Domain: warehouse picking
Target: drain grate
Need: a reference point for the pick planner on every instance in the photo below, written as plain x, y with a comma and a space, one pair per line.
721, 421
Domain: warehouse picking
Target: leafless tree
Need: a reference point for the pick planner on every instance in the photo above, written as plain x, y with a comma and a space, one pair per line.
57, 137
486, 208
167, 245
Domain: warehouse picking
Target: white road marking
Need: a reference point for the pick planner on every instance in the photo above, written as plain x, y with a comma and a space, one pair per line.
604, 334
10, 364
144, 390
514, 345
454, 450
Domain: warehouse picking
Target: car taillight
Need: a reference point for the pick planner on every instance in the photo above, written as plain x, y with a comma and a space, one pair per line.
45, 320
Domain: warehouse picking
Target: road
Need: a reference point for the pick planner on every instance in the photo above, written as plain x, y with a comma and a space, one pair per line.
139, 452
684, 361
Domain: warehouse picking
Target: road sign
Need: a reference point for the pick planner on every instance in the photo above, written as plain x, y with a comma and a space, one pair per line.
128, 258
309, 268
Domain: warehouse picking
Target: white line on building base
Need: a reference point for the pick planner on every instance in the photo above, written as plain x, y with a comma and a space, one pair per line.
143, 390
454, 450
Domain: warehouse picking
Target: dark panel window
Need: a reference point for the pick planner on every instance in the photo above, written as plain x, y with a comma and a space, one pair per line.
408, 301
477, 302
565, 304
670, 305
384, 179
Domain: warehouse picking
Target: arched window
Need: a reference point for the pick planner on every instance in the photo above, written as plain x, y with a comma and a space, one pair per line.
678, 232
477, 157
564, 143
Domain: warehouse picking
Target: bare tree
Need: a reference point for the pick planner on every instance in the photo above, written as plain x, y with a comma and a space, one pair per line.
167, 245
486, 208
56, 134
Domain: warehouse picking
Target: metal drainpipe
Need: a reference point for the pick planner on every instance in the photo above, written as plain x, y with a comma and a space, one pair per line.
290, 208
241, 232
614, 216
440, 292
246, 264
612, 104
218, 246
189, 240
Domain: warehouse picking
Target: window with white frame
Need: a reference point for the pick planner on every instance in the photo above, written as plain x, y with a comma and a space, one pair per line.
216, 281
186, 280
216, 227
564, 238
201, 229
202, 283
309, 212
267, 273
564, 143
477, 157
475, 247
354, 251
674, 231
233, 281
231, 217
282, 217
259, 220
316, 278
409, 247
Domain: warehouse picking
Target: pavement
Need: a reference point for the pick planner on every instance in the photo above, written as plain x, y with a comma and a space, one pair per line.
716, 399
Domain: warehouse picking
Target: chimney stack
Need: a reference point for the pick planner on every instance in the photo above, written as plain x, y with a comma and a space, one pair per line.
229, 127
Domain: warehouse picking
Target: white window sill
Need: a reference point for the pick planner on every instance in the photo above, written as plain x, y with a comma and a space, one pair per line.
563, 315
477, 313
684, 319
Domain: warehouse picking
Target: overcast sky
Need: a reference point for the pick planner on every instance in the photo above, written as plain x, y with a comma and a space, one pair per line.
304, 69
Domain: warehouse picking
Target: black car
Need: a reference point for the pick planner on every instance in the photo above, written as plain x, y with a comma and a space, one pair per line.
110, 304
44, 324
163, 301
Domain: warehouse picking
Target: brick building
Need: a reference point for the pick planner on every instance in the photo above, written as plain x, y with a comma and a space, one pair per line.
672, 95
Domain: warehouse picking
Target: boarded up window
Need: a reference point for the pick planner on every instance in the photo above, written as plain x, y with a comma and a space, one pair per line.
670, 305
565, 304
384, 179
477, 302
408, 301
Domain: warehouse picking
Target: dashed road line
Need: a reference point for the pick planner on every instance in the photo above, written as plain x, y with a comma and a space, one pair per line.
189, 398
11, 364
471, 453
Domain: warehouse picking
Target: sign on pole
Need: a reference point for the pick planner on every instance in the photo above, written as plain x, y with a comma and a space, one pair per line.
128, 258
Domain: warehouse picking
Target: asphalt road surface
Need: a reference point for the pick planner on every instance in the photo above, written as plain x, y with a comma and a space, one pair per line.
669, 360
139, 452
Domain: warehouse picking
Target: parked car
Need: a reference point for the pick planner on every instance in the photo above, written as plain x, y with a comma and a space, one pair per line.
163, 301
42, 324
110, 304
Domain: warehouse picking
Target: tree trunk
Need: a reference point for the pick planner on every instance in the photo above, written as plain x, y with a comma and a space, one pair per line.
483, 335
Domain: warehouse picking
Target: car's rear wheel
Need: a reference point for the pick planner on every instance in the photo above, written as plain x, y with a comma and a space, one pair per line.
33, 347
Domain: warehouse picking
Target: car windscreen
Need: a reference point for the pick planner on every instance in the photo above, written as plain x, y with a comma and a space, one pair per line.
★ ★ ★ ★ ★ ★ ★
The data above must be returned in full, exactly as written.

Domain: warehouse picking
Target: drain grate
Need: a reference point for the pick planner on every instance in the photo below, written as plain x, y with a comma and a space, one pair per line.
721, 421
Domain: warehouse picking
Target: leafless tree
Need: a reference point for the pick planner on every instance in the photo above, written as plain x, y with a comma and a space, one pair per line.
57, 137
486, 208
167, 245
Domain: warehouse picking
Target: white road marking
Need: a reference point for the pick planner on every instance in the photo above, written as plain x, y with a comma and a space, one pair per line.
604, 334
10, 364
144, 390
514, 345
454, 450
Domain: warehouse picking
Target: car taillight
Need: a reference point for the pick planner on every instance in the photo above, written as plain x, y with a comma and a space, one pair per line.
45, 320
Domain: warehouse picking
Target: road
Need: a reference point for the pick planner on every instance in the photo above, written as plain x, y with a comma and a space, one pair per line.
139, 452
684, 361
Domain: warehouse picking
Target: road sign
Need: a reference point for the pick planner on every instance in the photo above, written as plain x, y with a comma and a space, one pair per line.
128, 258
309, 268
Domain: warehouse picking
Target: white line on building base
Need: a reference point for the pick planner on every instance in the photo above, written as plain x, y with a comma and a space, one pair per line.
143, 390
454, 450
Domain: warehouse picking
Target: dark panel window
Need: a reference point for the pick planner on every instance in the photo above, written as plain x, y with a comma and a space, one pair per line.
408, 301
477, 302
565, 304
670, 305
384, 179
Domain: warehouse picking
Target: arched window
Need: a reference point for the pick planner on every instance in the photo above, written as plain x, y with a comma and a space, one pair per line.
678, 232
477, 157
564, 143
Domain: warehouse picking
Target: bare tree
Need: a reference point for the pick planner on every instance in the photo above, written as plain x, y with a comma and a space, one pair per line.
167, 245
486, 208
56, 134
Domain: warehouse picking
Target: metal drainpipe
Need: a reference point for the pick planner on every instance in the photo above, written as plain x, y with a comma and a space, one pair per line.
290, 208
241, 232
614, 216
440, 292
246, 264
612, 104
218, 246
189, 240
Domain: warehouse picking
Target: window with white frame
Need: a reference point for the pick planner on every instance in the photo above, written as plain x, y with a comma and a space, one pair per line.
216, 281
186, 280
216, 227
564, 238
201, 229
202, 283
309, 212
267, 273
564, 143
477, 157
475, 247
354, 251
674, 231
233, 281
231, 217
282, 217
259, 220
316, 278
409, 247
Domain: warehouse picking
Target: pavement
Need: a reference point for the pick planner on every instance in the photo above, written as plain x, y with a comma and a space, one pair per line.
716, 399
Domain: warehouse picking
Target: chimney stack
Need: a reference point for the pick planner on every instance in the photo above, written as plain x, y with a comma and a space, one pair per line.
229, 127
Domain: warehouse picking
Target: white window sill
Need: a reference point for the pick planner on every instance in the photo above, written as plain x, y with a comma and a space, one pair per line.
563, 315
477, 313
684, 319
Domain: warehouse picking
Target: overcast sky
Need: a reference point for the pick planner on every instance in the photo above, written as plain x, y with a comma and a space, one pair per line.
304, 69
Domain: warehouse picking
Target: black car
Need: a reference point for the pick planner on every instance in the photo above, written as plain x, y with a comma and a space, one pair per line.
110, 304
44, 324
163, 301
Domain: warehouse picking
Target: brick building
Need: a reference point for the pick planner on every instance in the photo above, written as plain x, y with a comma and a space, one pair per line.
672, 95
Domain: warehouse picking
Target: boarded up window
Need: a reference point for the pick planner on every instance in the photo above, written as plain x, y with a comma and a space, one pair per line.
670, 305
565, 304
384, 179
477, 302
408, 301
Domain: warehouse picking
Target: dashed road line
Need: a reference point for the pick planner on every instance in the photo above, written as plain x, y with a comma and a space, one pair per line.
189, 398
11, 364
471, 453
Domain: warehouse picking
Target: sign on pole
Need: a reference point for the pick planner on every instance in the photo above, written as plain x, y with a comma and a space, one pair per line.
128, 258
Domain: warehouse picking
Target: asphalt road surface
Need: a reference point for the pick planner on every instance in the photo above, written as plain x, y with a comma and a space, one pair per line.
669, 360
139, 452
Domain: warehouse picking
Target: parked car
Need: a reference point for the pick planner on every instance in the photo above, written as plain x, y with a comma and a space, one pair per line.
163, 301
42, 324
110, 304
Domain: warehouse picking
Target: tree trunk
Need: a reference point for the pick planner on every instance in the photo above, written as plain x, y with a comma and a space, one pair per line.
483, 335
Domain: warehouse picking
Target: car's rear wheel
Need: a reference point for the pick planner on every instance in the photo above, written as plain x, y with a comma and a space, one pair per line.
33, 347
Domain: warehouse picking
Target: car windscreen
Need: a reference point for the pick planner on every instance in the photo above, written as plain x, y with a comma and a space, one pair per line.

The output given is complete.